→ **Aufgabenstellung**
Entnimm den folgenden Einträgen jede Zeile, in der die Zeichenfolge „ruined“ vorkommt, und schreibe diese Zeilen vollständig ab.

→ **Gespeicherte Zeilen**
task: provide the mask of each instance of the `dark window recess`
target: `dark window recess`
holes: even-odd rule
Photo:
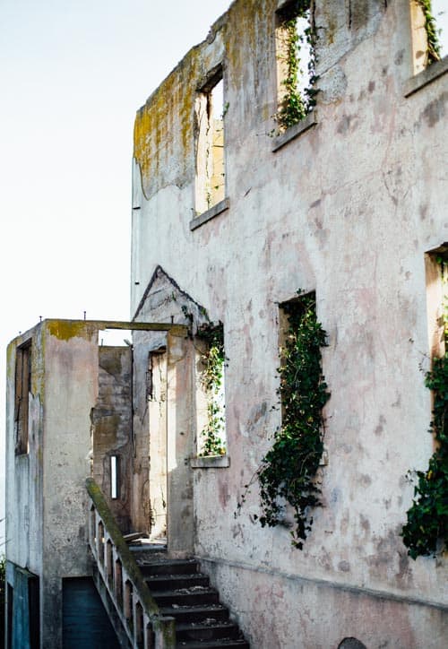
[[[28,453],[28,420],[31,389],[31,342],[17,349],[15,362],[15,452]]]
[[[30,613],[30,649],[39,649],[40,646],[39,577],[30,577],[28,580],[28,606]]]
[[[14,606],[14,589],[11,585],[11,584],[8,584],[8,609],[6,611],[7,615],[7,649],[13,649],[13,606]]]
[[[120,498],[120,457],[110,456],[110,498],[116,500]]]

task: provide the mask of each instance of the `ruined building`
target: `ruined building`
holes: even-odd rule
[[[8,350],[8,646],[84,646],[93,583],[95,646],[446,646],[446,515],[423,548],[409,514],[446,452],[427,4],[236,0],[138,111],[131,322],[47,320]]]

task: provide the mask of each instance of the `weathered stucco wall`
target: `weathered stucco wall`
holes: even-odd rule
[[[274,633],[279,646],[303,642],[305,631],[290,623],[298,608],[309,611],[308,646],[327,646],[323,628],[335,619],[332,646],[351,635],[370,638],[369,646],[384,638],[391,645],[426,645],[430,624],[431,645],[443,646],[446,558],[412,561],[399,532],[412,498],[408,470],[425,468],[432,454],[430,394],[420,370],[428,351],[424,256],[447,233],[448,77],[405,97],[412,75],[405,0],[316,0],[316,123],[273,152],[277,6],[274,0],[235,2],[136,120],[134,309],[140,304],[138,317],[144,313],[146,320],[157,314],[144,291],[159,264],[225,326],[230,467],[195,470],[196,552],[219,567],[217,584],[254,646],[272,646]],[[220,63],[229,207],[192,231],[194,96]],[[291,548],[288,529],[261,528],[254,520],[256,487],[234,516],[280,423],[271,410],[278,304],[297,289],[316,291],[332,393],[324,506],[314,512],[302,552]],[[237,578],[238,566],[247,578]],[[245,613],[260,601],[255,574],[267,610],[270,598],[281,601],[289,620],[282,625],[280,616],[281,632],[270,630],[271,619]],[[299,606],[298,586],[287,575],[316,584],[301,590]],[[377,625],[366,621],[370,614]],[[388,630],[398,616],[399,636]]]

→ **Lösung der Aufgabe**
task: provide the mask of each instance of the `ruined building`
target: `ruined building`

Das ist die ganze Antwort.